TASK STATEMENT ->
Each entry below must be repeated word for word.

DATASET RECORDS Start Marker

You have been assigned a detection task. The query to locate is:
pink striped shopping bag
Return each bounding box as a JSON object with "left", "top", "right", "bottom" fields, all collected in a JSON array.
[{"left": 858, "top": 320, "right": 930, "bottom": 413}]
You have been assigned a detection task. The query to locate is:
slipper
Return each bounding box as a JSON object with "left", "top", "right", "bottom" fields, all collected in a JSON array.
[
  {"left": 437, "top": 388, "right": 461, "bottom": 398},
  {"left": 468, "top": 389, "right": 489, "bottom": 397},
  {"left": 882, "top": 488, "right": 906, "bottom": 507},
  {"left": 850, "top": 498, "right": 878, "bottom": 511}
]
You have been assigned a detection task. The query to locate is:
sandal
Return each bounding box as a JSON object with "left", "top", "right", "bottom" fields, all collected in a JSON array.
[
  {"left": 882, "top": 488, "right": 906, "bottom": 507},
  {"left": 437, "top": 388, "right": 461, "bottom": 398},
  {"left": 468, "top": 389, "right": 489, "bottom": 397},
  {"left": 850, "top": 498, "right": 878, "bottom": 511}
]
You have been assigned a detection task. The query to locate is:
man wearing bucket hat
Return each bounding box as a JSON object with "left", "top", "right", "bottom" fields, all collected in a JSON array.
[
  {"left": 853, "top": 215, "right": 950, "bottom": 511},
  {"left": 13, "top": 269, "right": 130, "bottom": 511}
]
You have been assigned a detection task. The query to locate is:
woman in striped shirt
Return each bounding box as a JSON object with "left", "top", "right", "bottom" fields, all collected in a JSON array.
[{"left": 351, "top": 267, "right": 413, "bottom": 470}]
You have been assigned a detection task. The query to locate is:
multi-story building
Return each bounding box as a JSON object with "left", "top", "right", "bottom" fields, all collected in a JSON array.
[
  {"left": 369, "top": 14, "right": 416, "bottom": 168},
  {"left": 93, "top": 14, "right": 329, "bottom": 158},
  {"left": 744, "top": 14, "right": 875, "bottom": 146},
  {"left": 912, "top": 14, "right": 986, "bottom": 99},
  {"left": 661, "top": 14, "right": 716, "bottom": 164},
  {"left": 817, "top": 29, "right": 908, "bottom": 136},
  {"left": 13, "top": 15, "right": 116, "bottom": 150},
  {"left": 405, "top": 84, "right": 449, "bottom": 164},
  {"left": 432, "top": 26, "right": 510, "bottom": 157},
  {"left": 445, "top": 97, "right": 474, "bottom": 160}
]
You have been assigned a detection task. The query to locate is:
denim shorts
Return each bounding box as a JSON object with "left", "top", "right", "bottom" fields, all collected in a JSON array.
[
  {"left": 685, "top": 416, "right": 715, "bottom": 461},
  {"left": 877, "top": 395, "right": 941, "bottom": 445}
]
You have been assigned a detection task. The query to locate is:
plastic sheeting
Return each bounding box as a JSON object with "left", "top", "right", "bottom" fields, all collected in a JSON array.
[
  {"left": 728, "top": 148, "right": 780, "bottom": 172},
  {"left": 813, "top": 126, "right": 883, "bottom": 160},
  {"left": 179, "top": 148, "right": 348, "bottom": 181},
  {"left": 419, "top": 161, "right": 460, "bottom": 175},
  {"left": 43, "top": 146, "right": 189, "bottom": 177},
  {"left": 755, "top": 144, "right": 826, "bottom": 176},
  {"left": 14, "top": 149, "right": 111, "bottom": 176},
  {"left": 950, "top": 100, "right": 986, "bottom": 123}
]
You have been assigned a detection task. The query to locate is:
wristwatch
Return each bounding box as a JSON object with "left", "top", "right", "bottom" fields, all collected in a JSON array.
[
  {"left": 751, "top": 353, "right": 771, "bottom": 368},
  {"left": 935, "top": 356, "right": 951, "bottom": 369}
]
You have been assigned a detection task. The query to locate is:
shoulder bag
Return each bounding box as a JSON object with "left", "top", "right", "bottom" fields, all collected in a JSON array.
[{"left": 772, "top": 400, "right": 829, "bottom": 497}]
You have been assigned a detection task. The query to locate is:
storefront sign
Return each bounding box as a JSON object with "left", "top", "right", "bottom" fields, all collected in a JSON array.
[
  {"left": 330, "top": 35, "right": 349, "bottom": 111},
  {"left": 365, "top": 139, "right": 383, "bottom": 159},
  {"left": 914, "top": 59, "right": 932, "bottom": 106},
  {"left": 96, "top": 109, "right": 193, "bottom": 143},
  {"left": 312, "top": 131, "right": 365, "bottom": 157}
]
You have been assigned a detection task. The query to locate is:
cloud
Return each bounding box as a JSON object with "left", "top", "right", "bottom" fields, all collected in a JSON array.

DATASET RECORDS End Marker

RESPONSE BELOW ->
You have been assigned a detection task. The query to locate is:
pink striped shopping bag
Return each bounding box as a JSON object with "left", "top", "right", "bottom" fields, all collected in a JSON array.
[{"left": 858, "top": 320, "right": 930, "bottom": 413}]
You have been assigned a detection task. The query to locate is:
slipper
Return each bounding box as a JSON object with "left", "top", "right", "bottom" fields, all collected in a JSON array.
[
  {"left": 437, "top": 388, "right": 461, "bottom": 398},
  {"left": 468, "top": 389, "right": 489, "bottom": 397},
  {"left": 882, "top": 488, "right": 906, "bottom": 507},
  {"left": 850, "top": 498, "right": 878, "bottom": 511}
]
You have been assigned a detection task. The query to locate is:
sandal
Return each bounding box as a JSON object with "left", "top", "right", "bottom" fields, all collected in a JSON array.
[
  {"left": 882, "top": 488, "right": 906, "bottom": 507},
  {"left": 437, "top": 388, "right": 461, "bottom": 398},
  {"left": 468, "top": 389, "right": 489, "bottom": 397},
  {"left": 850, "top": 498, "right": 878, "bottom": 511}
]
You have been assigned a detection task. The query to locate is:
man wearing bucket hat
Return each bounding box as a JSON object with "left", "top", "right", "bottom" fields, all collected in a JSON array.
[
  {"left": 853, "top": 215, "right": 950, "bottom": 511},
  {"left": 13, "top": 269, "right": 130, "bottom": 511}
]
You have been assigned a detection task. The query to locate is:
woman in striped shirt
Return each bounding box as a JSON object with "left", "top", "right", "bottom" fields, all collected in a JSON array.
[{"left": 351, "top": 267, "right": 413, "bottom": 470}]
You have been assigned a detection task. The query to locate is:
multi-story building
Return each bounding box as a JSON object with "left", "top", "right", "bottom" fields, all collected in a JSON array.
[
  {"left": 369, "top": 14, "right": 416, "bottom": 168},
  {"left": 93, "top": 14, "right": 329, "bottom": 158},
  {"left": 744, "top": 14, "right": 875, "bottom": 146},
  {"left": 912, "top": 14, "right": 986, "bottom": 99},
  {"left": 661, "top": 14, "right": 716, "bottom": 164},
  {"left": 817, "top": 29, "right": 908, "bottom": 136},
  {"left": 13, "top": 15, "right": 116, "bottom": 150},
  {"left": 405, "top": 84, "right": 449, "bottom": 164},
  {"left": 432, "top": 26, "right": 510, "bottom": 157},
  {"left": 445, "top": 97, "right": 474, "bottom": 160}
]
You have been assigned a detection task. The query to locate is:
denim shorts
Return each bounding box as a JSON object with "left", "top", "right", "bottom" fields, all collected in a JSON array.
[
  {"left": 685, "top": 416, "right": 715, "bottom": 461},
  {"left": 877, "top": 395, "right": 941, "bottom": 445}
]
You have been assigned a detection task. The query to locate is:
plastic sheeting
Return each bounding box as a JSON object with "left", "top", "right", "bottom" fields, all collected in a JSON array.
[
  {"left": 728, "top": 148, "right": 780, "bottom": 172},
  {"left": 813, "top": 126, "right": 883, "bottom": 160},
  {"left": 179, "top": 148, "right": 348, "bottom": 181},
  {"left": 419, "top": 161, "right": 460, "bottom": 175},
  {"left": 43, "top": 146, "right": 189, "bottom": 177},
  {"left": 755, "top": 144, "right": 826, "bottom": 176},
  {"left": 14, "top": 149, "right": 111, "bottom": 176},
  {"left": 950, "top": 100, "right": 986, "bottom": 123}
]
You have been assigned a detection task. The query to locate is:
wristwatch
Return each bounding box as a JSON object with "left", "top", "right", "bottom" fields, all collected in a JSON array.
[
  {"left": 751, "top": 353, "right": 771, "bottom": 368},
  {"left": 935, "top": 356, "right": 951, "bottom": 369}
]
You have been assigned a detection task. The query to locate is:
shoulder bag
Return each bounding box as a JSON object with "left", "top", "right", "bottom" fields, all collected in a JSON array.
[{"left": 772, "top": 400, "right": 829, "bottom": 497}]
You have been assigned a detection task. The query to locate is:
storefront sign
Return each bounding box as a JSON object with "left", "top", "right", "bottom" fields, all collected in a JSON array.
[
  {"left": 330, "top": 35, "right": 349, "bottom": 111},
  {"left": 365, "top": 139, "right": 383, "bottom": 159},
  {"left": 914, "top": 59, "right": 932, "bottom": 106},
  {"left": 96, "top": 109, "right": 193, "bottom": 143},
  {"left": 312, "top": 131, "right": 365, "bottom": 157}
]
You have been assigned a detection task. The query to locate is:
cloud
Return each bounding box as a JSON object with "left", "top", "right", "bottom" fields, all collected in a JSON array.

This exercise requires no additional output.